TASK DIRECTIONS: Your response should be the lines from the one holding "Target: brown dry grass" to the last line of the data below, copied exactly and with no additions.

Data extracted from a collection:
= = = =
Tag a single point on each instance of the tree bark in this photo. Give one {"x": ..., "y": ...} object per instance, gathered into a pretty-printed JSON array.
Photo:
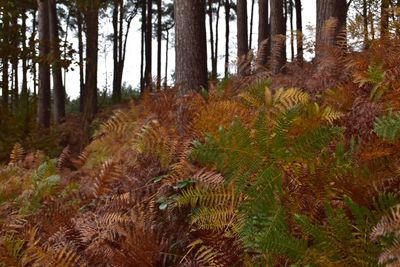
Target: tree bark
[
  {"x": 384, "y": 18},
  {"x": 278, "y": 50},
  {"x": 242, "y": 33},
  {"x": 116, "y": 95},
  {"x": 227, "y": 6},
  {"x": 92, "y": 22},
  {"x": 81, "y": 62},
  {"x": 191, "y": 45},
  {"x": 251, "y": 24},
  {"x": 44, "y": 104},
  {"x": 148, "y": 44},
  {"x": 5, "y": 61},
  {"x": 264, "y": 32},
  {"x": 291, "y": 8},
  {"x": 159, "y": 40},
  {"x": 328, "y": 10},
  {"x": 210, "y": 26},
  {"x": 59, "y": 92},
  {"x": 299, "y": 31}
]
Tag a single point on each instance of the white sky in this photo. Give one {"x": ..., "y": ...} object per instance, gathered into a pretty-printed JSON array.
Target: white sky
[{"x": 132, "y": 65}]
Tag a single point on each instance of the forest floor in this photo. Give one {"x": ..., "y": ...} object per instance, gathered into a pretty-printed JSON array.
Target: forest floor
[{"x": 298, "y": 168}]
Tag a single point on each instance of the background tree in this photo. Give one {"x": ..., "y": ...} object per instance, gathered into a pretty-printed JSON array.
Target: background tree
[
  {"x": 242, "y": 32},
  {"x": 44, "y": 97},
  {"x": 191, "y": 45},
  {"x": 58, "y": 88},
  {"x": 278, "y": 35}
]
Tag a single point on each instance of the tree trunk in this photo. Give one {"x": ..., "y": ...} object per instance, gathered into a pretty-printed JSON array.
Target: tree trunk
[
  {"x": 291, "y": 8},
  {"x": 149, "y": 37},
  {"x": 227, "y": 31},
  {"x": 327, "y": 32},
  {"x": 59, "y": 92},
  {"x": 251, "y": 24},
  {"x": 278, "y": 51},
  {"x": 210, "y": 25},
  {"x": 5, "y": 62},
  {"x": 215, "y": 67},
  {"x": 299, "y": 31},
  {"x": 242, "y": 34},
  {"x": 142, "y": 52},
  {"x": 384, "y": 18},
  {"x": 159, "y": 40},
  {"x": 44, "y": 101},
  {"x": 264, "y": 32},
  {"x": 166, "y": 61},
  {"x": 92, "y": 30},
  {"x": 81, "y": 63},
  {"x": 116, "y": 95},
  {"x": 191, "y": 45}
]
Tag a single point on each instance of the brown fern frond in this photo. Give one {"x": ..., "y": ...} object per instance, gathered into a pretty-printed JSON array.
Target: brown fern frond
[
  {"x": 110, "y": 173},
  {"x": 82, "y": 158},
  {"x": 388, "y": 224},
  {"x": 116, "y": 124},
  {"x": 63, "y": 158},
  {"x": 17, "y": 154}
]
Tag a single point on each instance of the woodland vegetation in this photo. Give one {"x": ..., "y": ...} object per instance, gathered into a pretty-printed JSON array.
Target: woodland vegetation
[{"x": 289, "y": 161}]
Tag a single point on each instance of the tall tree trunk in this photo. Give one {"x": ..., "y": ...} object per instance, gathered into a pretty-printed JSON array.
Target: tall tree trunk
[
  {"x": 264, "y": 32},
  {"x": 327, "y": 35},
  {"x": 142, "y": 50},
  {"x": 227, "y": 6},
  {"x": 5, "y": 61},
  {"x": 384, "y": 18},
  {"x": 242, "y": 34},
  {"x": 149, "y": 37},
  {"x": 59, "y": 92},
  {"x": 92, "y": 30},
  {"x": 15, "y": 60},
  {"x": 251, "y": 25},
  {"x": 81, "y": 63},
  {"x": 365, "y": 24},
  {"x": 32, "y": 46},
  {"x": 44, "y": 101},
  {"x": 299, "y": 31},
  {"x": 191, "y": 45},
  {"x": 24, "y": 88},
  {"x": 210, "y": 26},
  {"x": 159, "y": 39},
  {"x": 116, "y": 95},
  {"x": 278, "y": 51},
  {"x": 215, "y": 67},
  {"x": 291, "y": 8},
  {"x": 166, "y": 61}
]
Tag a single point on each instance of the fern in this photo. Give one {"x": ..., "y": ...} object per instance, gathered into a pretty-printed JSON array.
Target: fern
[{"x": 388, "y": 127}]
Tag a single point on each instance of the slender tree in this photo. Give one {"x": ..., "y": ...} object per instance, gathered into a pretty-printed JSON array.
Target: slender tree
[
  {"x": 299, "y": 31},
  {"x": 44, "y": 104},
  {"x": 91, "y": 15},
  {"x": 59, "y": 91},
  {"x": 227, "y": 6},
  {"x": 264, "y": 30},
  {"x": 191, "y": 45},
  {"x": 159, "y": 42},
  {"x": 329, "y": 10},
  {"x": 148, "y": 44},
  {"x": 384, "y": 18},
  {"x": 278, "y": 51},
  {"x": 242, "y": 33}
]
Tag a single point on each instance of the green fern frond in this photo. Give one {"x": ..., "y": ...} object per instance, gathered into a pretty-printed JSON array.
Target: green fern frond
[
  {"x": 388, "y": 127},
  {"x": 117, "y": 124},
  {"x": 207, "y": 197}
]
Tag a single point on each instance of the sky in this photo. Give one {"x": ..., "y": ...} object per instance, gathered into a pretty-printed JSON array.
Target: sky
[{"x": 132, "y": 65}]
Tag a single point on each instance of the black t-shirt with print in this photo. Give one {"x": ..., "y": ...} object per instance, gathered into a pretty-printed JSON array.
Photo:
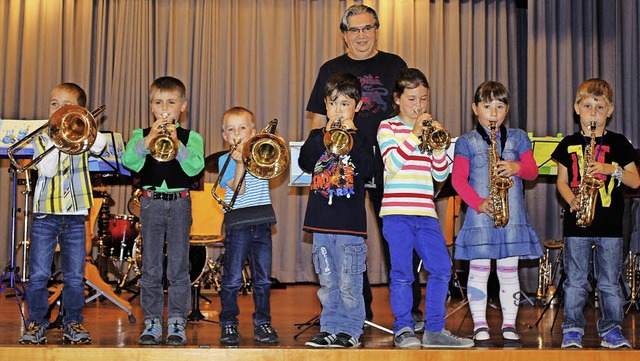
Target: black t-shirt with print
[
  {"x": 610, "y": 148},
  {"x": 377, "y": 76}
]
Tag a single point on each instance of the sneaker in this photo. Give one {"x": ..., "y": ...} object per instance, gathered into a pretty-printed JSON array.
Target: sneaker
[
  {"x": 35, "y": 334},
  {"x": 152, "y": 334},
  {"x": 230, "y": 335},
  {"x": 265, "y": 333},
  {"x": 406, "y": 338},
  {"x": 614, "y": 339},
  {"x": 175, "y": 332},
  {"x": 444, "y": 339},
  {"x": 344, "y": 340},
  {"x": 322, "y": 340},
  {"x": 76, "y": 334},
  {"x": 481, "y": 334},
  {"x": 572, "y": 339}
]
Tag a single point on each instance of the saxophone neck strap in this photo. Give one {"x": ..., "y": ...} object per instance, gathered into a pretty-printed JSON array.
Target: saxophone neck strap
[
  {"x": 587, "y": 141},
  {"x": 487, "y": 138}
]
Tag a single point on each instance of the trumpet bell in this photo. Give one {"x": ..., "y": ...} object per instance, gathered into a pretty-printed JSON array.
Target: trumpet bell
[
  {"x": 265, "y": 156},
  {"x": 163, "y": 148},
  {"x": 440, "y": 139},
  {"x": 338, "y": 141}
]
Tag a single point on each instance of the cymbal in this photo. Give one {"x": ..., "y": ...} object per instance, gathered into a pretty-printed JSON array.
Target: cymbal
[{"x": 211, "y": 161}]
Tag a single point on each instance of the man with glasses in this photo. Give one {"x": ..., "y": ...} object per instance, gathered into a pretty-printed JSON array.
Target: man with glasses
[{"x": 376, "y": 71}]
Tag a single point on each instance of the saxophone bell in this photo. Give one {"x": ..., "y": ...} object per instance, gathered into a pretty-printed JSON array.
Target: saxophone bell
[
  {"x": 589, "y": 185},
  {"x": 498, "y": 185}
]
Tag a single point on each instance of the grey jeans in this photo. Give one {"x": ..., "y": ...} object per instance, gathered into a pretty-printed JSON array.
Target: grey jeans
[{"x": 170, "y": 220}]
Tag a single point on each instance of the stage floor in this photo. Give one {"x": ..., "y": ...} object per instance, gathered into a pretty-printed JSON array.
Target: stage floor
[{"x": 115, "y": 338}]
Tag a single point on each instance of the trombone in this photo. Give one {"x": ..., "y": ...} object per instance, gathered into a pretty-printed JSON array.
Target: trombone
[
  {"x": 72, "y": 130},
  {"x": 264, "y": 155}
]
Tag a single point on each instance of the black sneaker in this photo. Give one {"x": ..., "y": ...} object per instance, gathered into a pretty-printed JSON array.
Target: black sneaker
[
  {"x": 230, "y": 336},
  {"x": 35, "y": 334},
  {"x": 76, "y": 334},
  {"x": 265, "y": 333},
  {"x": 323, "y": 339},
  {"x": 344, "y": 340}
]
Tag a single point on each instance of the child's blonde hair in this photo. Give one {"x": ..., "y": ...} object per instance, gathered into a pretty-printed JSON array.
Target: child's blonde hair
[
  {"x": 238, "y": 111},
  {"x": 168, "y": 83},
  {"x": 73, "y": 88},
  {"x": 596, "y": 88}
]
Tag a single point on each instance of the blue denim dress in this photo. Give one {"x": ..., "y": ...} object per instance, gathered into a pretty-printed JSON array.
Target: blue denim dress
[{"x": 478, "y": 238}]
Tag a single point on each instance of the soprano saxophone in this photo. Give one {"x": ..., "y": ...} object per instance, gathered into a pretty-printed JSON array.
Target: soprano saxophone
[
  {"x": 589, "y": 185},
  {"x": 498, "y": 186}
]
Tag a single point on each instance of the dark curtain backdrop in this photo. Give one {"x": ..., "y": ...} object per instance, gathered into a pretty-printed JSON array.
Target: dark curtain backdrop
[{"x": 265, "y": 54}]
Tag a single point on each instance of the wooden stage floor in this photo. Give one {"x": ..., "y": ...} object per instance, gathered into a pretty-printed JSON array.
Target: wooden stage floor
[{"x": 115, "y": 338}]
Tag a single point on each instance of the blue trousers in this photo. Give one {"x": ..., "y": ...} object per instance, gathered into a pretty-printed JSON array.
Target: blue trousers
[{"x": 404, "y": 234}]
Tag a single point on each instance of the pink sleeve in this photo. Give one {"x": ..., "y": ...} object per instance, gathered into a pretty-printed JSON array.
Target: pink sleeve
[
  {"x": 528, "y": 166},
  {"x": 460, "y": 182}
]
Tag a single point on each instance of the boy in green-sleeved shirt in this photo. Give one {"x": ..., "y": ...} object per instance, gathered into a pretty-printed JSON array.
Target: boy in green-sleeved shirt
[{"x": 165, "y": 211}]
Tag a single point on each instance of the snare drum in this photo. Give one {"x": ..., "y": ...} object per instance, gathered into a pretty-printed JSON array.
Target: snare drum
[{"x": 123, "y": 230}]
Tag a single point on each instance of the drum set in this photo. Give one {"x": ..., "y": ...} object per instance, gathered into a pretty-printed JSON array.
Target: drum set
[{"x": 120, "y": 249}]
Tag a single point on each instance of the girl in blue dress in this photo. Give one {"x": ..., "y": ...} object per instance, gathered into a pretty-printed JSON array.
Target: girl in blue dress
[{"x": 479, "y": 240}]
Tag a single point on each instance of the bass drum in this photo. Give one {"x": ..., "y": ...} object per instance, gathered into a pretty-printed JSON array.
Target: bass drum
[{"x": 134, "y": 202}]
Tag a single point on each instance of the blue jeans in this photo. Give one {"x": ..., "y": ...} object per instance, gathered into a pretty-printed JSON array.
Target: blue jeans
[
  {"x": 339, "y": 261},
  {"x": 607, "y": 265},
  {"x": 254, "y": 242},
  {"x": 69, "y": 231},
  {"x": 170, "y": 220},
  {"x": 404, "y": 234}
]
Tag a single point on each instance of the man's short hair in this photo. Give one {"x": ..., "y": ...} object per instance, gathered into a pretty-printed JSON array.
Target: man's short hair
[
  {"x": 356, "y": 10},
  {"x": 343, "y": 83}
]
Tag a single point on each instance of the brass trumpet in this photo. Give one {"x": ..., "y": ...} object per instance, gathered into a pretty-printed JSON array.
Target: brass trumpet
[
  {"x": 431, "y": 138},
  {"x": 163, "y": 147},
  {"x": 338, "y": 140},
  {"x": 71, "y": 128},
  {"x": 264, "y": 155}
]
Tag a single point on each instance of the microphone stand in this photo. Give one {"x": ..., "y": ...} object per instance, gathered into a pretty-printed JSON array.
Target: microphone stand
[{"x": 11, "y": 271}]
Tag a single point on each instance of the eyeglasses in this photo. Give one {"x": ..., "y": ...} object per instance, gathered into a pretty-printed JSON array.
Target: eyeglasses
[{"x": 365, "y": 29}]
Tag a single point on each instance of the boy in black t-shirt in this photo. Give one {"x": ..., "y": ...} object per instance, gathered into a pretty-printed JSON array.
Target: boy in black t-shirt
[
  {"x": 596, "y": 161},
  {"x": 336, "y": 215}
]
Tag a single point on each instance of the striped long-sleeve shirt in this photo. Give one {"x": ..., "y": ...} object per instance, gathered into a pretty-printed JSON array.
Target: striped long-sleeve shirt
[{"x": 408, "y": 174}]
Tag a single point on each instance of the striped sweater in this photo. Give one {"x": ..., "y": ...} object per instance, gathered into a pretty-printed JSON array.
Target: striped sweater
[{"x": 408, "y": 174}]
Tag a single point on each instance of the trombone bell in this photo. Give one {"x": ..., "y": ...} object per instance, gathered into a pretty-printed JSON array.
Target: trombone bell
[
  {"x": 264, "y": 155},
  {"x": 72, "y": 129}
]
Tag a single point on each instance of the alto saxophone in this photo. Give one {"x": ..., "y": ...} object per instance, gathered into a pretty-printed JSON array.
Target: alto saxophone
[
  {"x": 498, "y": 186},
  {"x": 589, "y": 186}
]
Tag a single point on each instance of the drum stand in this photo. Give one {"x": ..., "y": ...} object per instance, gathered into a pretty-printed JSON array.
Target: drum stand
[{"x": 11, "y": 271}]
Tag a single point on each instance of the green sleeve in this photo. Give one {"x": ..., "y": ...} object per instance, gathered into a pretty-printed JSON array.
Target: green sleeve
[
  {"x": 135, "y": 152},
  {"x": 194, "y": 163}
]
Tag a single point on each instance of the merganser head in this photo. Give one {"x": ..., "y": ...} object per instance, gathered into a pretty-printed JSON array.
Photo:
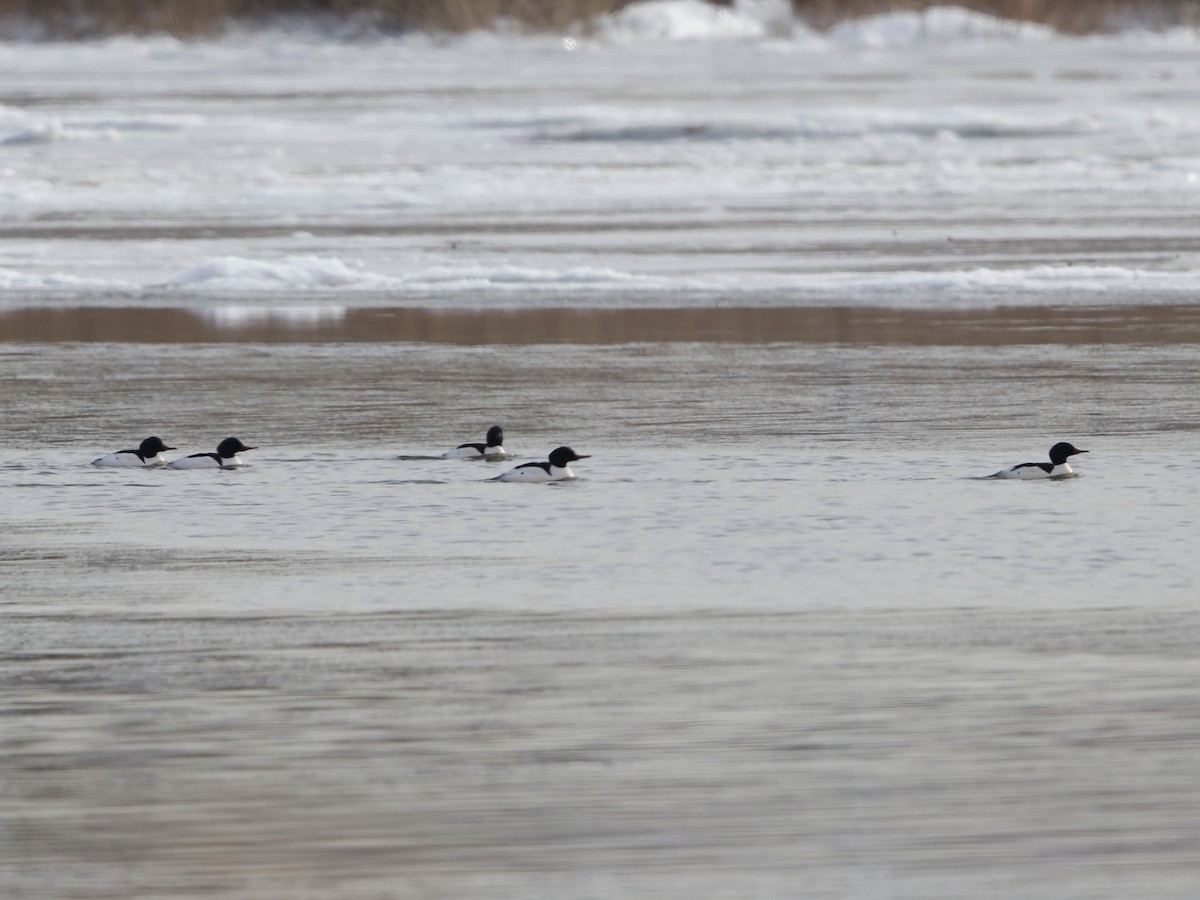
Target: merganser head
[
  {"x": 563, "y": 456},
  {"x": 1060, "y": 451},
  {"x": 229, "y": 448}
]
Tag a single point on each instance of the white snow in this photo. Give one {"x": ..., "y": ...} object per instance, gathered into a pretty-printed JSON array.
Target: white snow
[{"x": 682, "y": 154}]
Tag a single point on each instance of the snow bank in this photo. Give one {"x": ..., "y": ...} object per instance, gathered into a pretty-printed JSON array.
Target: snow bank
[
  {"x": 300, "y": 273},
  {"x": 297, "y": 271},
  {"x": 940, "y": 24},
  {"x": 694, "y": 21},
  {"x": 13, "y": 280}
]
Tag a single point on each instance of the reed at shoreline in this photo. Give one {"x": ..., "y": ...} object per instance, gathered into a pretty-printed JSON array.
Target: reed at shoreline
[{"x": 196, "y": 18}]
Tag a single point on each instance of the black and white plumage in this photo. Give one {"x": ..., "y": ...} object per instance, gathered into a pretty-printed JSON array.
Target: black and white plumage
[
  {"x": 226, "y": 457},
  {"x": 556, "y": 468},
  {"x": 1057, "y": 466},
  {"x": 149, "y": 454},
  {"x": 491, "y": 449}
]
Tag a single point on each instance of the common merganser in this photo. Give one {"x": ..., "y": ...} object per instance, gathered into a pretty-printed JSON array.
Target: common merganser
[
  {"x": 148, "y": 454},
  {"x": 555, "y": 469},
  {"x": 493, "y": 448},
  {"x": 1057, "y": 466},
  {"x": 226, "y": 457}
]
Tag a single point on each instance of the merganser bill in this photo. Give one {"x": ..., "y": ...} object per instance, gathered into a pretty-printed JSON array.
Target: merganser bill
[
  {"x": 492, "y": 448},
  {"x": 148, "y": 454},
  {"x": 226, "y": 457},
  {"x": 1057, "y": 466},
  {"x": 555, "y": 469}
]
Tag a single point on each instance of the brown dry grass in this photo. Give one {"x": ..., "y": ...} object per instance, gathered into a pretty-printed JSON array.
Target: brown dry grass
[{"x": 185, "y": 18}]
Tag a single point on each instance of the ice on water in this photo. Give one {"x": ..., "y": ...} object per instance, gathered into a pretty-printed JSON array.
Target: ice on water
[{"x": 795, "y": 293}]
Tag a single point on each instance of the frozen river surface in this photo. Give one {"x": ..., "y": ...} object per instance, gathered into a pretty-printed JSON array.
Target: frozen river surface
[{"x": 793, "y": 294}]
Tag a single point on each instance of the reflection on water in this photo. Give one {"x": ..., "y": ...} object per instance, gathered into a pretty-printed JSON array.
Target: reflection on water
[{"x": 838, "y": 324}]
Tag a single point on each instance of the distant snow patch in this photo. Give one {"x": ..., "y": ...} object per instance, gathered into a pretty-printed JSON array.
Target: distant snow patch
[
  {"x": 52, "y": 131},
  {"x": 937, "y": 24},
  {"x": 13, "y": 280},
  {"x": 297, "y": 271},
  {"x": 693, "y": 21}
]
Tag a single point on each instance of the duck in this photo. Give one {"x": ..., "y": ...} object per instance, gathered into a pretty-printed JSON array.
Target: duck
= = = =
PROBLEM SOLUTION:
Target: brown dry grass
[{"x": 185, "y": 18}]
Tag a single point on each instance of the ice on water in this photo. Give one {"x": ..., "y": ...} object per instance, gathered into a pretty-printed JSON array.
Target: ice on water
[{"x": 795, "y": 293}]
Tag a single point on each instance of the frozen river surface in this photo. Give one {"x": ..., "y": ...} object per instance, gathered into a pretty-printed JSON array.
Target: frozen river surface
[{"x": 793, "y": 294}]
Tag a single point on each instance of the reflection on water in this photo. Give one {"x": ..., "y": ...} object per instance, gathered into a pretty-printed JSON array.
Target: reflection on water
[{"x": 838, "y": 324}]
Tag a single point on each instance of the distant snow patch in this photo. Give one {"x": ..., "y": ...} object per instance, gathered into a pretty-printed JSON array.
Target: distant snow patch
[
  {"x": 52, "y": 131},
  {"x": 937, "y": 24},
  {"x": 13, "y": 280},
  {"x": 297, "y": 271},
  {"x": 693, "y": 21}
]
Tag a single point on each instance of the duck in this photo. Give one {"x": ..., "y": ...} object per instance, gathered into a pretty-printed JSON array.
Target: duck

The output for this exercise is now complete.